**WORK TASK**
Locate the line that contains "For every instance of the bicycle wheel, put" in the data that follows. Copy it and every subsequent line to the end, exactly, excluding pictures.

___ MATERIAL FOR THE TASK

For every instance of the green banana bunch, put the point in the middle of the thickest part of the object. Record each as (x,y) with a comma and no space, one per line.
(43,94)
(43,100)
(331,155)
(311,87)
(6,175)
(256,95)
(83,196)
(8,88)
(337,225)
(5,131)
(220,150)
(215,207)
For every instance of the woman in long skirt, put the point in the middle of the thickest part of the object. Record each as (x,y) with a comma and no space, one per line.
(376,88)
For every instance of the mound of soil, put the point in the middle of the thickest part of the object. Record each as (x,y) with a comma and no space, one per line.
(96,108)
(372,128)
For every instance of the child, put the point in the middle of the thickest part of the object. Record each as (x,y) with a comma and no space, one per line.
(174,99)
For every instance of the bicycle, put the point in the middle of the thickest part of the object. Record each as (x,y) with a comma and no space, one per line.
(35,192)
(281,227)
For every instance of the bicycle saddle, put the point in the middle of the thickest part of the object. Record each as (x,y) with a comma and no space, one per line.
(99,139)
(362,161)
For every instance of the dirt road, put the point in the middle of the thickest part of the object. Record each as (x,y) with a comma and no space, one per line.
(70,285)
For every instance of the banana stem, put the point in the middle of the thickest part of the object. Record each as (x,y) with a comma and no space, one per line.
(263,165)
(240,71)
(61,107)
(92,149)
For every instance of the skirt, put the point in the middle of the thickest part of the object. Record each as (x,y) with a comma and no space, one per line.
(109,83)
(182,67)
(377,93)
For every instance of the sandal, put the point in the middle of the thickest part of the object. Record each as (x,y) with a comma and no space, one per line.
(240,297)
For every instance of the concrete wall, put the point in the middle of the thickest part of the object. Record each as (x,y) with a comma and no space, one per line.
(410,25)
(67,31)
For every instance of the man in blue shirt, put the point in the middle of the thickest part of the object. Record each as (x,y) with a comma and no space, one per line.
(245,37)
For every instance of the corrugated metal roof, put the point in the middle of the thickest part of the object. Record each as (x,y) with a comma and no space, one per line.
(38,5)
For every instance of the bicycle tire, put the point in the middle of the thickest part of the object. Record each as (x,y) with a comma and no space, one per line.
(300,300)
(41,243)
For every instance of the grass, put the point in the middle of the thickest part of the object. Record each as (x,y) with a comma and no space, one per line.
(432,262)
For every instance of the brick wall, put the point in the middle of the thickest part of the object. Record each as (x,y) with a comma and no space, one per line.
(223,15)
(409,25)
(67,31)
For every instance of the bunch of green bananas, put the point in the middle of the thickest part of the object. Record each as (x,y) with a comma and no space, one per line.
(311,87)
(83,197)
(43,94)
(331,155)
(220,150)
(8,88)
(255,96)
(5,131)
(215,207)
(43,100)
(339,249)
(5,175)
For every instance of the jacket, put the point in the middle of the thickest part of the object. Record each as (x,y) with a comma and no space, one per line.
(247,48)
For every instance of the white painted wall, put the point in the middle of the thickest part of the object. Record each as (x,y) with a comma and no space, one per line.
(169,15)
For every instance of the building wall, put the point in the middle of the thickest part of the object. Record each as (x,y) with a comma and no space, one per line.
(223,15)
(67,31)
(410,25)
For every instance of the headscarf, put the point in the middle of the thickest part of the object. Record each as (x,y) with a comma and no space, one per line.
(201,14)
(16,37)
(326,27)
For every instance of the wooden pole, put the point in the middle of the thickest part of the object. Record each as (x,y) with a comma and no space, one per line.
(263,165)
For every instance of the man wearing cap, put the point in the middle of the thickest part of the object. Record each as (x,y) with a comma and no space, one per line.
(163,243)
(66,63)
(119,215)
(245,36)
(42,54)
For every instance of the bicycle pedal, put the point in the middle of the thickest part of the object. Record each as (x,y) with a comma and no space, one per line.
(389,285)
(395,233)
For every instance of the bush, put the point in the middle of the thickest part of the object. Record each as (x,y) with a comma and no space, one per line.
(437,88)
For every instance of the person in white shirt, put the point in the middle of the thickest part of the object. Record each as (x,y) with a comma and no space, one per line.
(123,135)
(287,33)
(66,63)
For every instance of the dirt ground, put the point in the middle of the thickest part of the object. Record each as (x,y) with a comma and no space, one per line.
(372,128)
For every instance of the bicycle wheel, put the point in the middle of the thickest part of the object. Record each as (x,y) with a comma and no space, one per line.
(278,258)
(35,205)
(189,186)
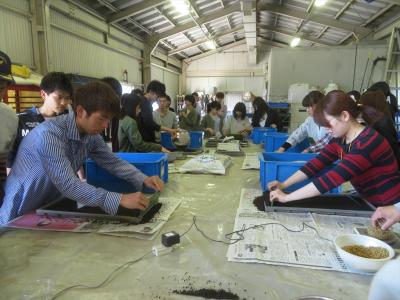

______

**ANSWER TO THIS PROBLEM**
For every instance of the bicycle wheel, put the point in the middle of the thickest part of the object. Record each as (x,y) with a comma and no space, one per line.
(278,258)
(35,205)
(189,186)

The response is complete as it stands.